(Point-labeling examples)
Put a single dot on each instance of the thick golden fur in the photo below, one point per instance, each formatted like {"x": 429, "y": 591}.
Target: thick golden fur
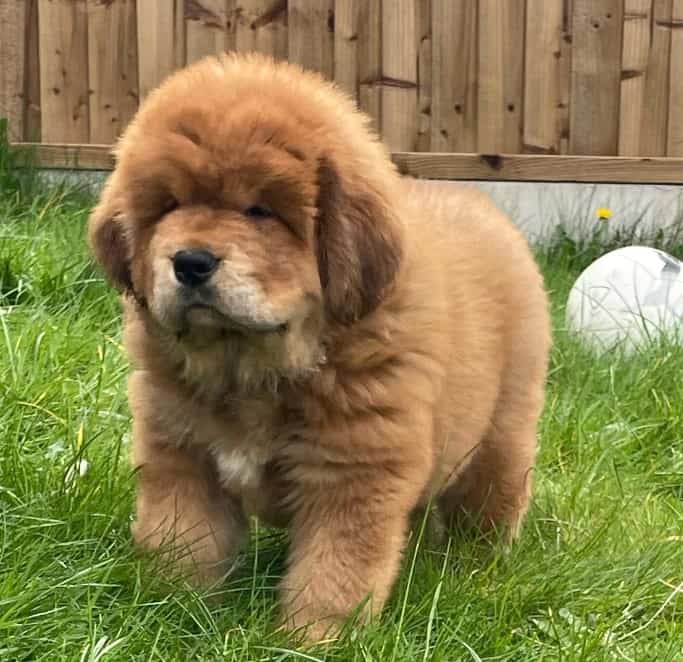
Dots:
{"x": 370, "y": 345}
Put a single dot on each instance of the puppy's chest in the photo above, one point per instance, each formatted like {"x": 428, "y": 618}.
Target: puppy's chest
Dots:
{"x": 248, "y": 438}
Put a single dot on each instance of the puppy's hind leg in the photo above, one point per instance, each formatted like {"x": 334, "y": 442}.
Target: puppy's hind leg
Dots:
{"x": 495, "y": 489}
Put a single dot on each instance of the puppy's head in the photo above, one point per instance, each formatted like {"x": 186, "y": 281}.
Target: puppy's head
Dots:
{"x": 249, "y": 202}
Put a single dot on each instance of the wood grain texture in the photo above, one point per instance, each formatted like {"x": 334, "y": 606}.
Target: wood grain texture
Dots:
{"x": 653, "y": 133}
{"x": 542, "y": 168}
{"x": 454, "y": 75}
{"x": 205, "y": 28}
{"x": 370, "y": 59}
{"x": 634, "y": 59}
{"x": 564, "y": 69}
{"x": 65, "y": 156}
{"x": 112, "y": 62}
{"x": 501, "y": 74}
{"x": 596, "y": 76}
{"x": 424, "y": 76}
{"x": 161, "y": 41}
{"x": 399, "y": 75}
{"x": 260, "y": 25}
{"x": 542, "y": 76}
{"x": 63, "y": 33}
{"x": 675, "y": 129}
{"x": 32, "y": 114}
{"x": 311, "y": 27}
{"x": 346, "y": 45}
{"x": 12, "y": 64}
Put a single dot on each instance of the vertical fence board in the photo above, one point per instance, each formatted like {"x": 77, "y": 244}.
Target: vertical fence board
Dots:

STATED EXERCISE
Write out every row above again, requests included, and shift each dot by adding 20 to both its x and y coordinates. Leave the sample points inside the requests unchanged, and omit the pictures.

WRITTEN RESPONSE
Put a single dot on each instance of the thick golden fur in the photo below, one point per instance, each formatted like {"x": 429, "y": 591}.
Target: thick golden fur
Dots:
{"x": 390, "y": 365}
Put a single dot on each instance of the puppy's chest in the photo above, one point per instance, each formatted like {"x": 428, "y": 618}.
Target: puppy's chest
Dots:
{"x": 268, "y": 458}
Put a single dot on each instance of the puppy's hind leg in the photo above, one point per instance, each formatted like {"x": 334, "y": 442}.
Target: puppy's hind leg
Dots:
{"x": 515, "y": 509}
Put a single dot on each instance of the puppy's head in the photo above, one point per instance, each formatted like {"x": 186, "y": 281}.
Target: puppy's head
Dots:
{"x": 269, "y": 222}
Put a single dot on each instance of the wood grain texture in the photo above, one point per instance, each formatted like {"x": 334, "y": 606}.
Target: wood grain texture
Dots:
{"x": 673, "y": 153}
{"x": 562, "y": 188}
{"x": 474, "y": 95}
{"x": 225, "y": 48}
{"x": 390, "y": 79}
{"x": 654, "y": 79}
{"x": 584, "y": 89}
{"x": 85, "y": 176}
{"x": 132, "y": 82}
{"x": 521, "y": 94}
{"x": 616, "y": 96}
{"x": 444, "y": 96}
{"x": 181, "y": 61}
{"x": 419, "y": 95}
{"x": 280, "y": 45}
{"x": 562, "y": 96}
{"x": 83, "y": 53}
{"x": 695, "y": 149}
{"x": 52, "y": 134}
{"x": 331, "y": 47}
{"x": 366, "y": 65}
{"x": 32, "y": 84}
Put a single dot on each instance of the vertical fence board in the photo above, one point per instance, each formatted like {"x": 77, "y": 244}.
Target: vertical fence board
Dots:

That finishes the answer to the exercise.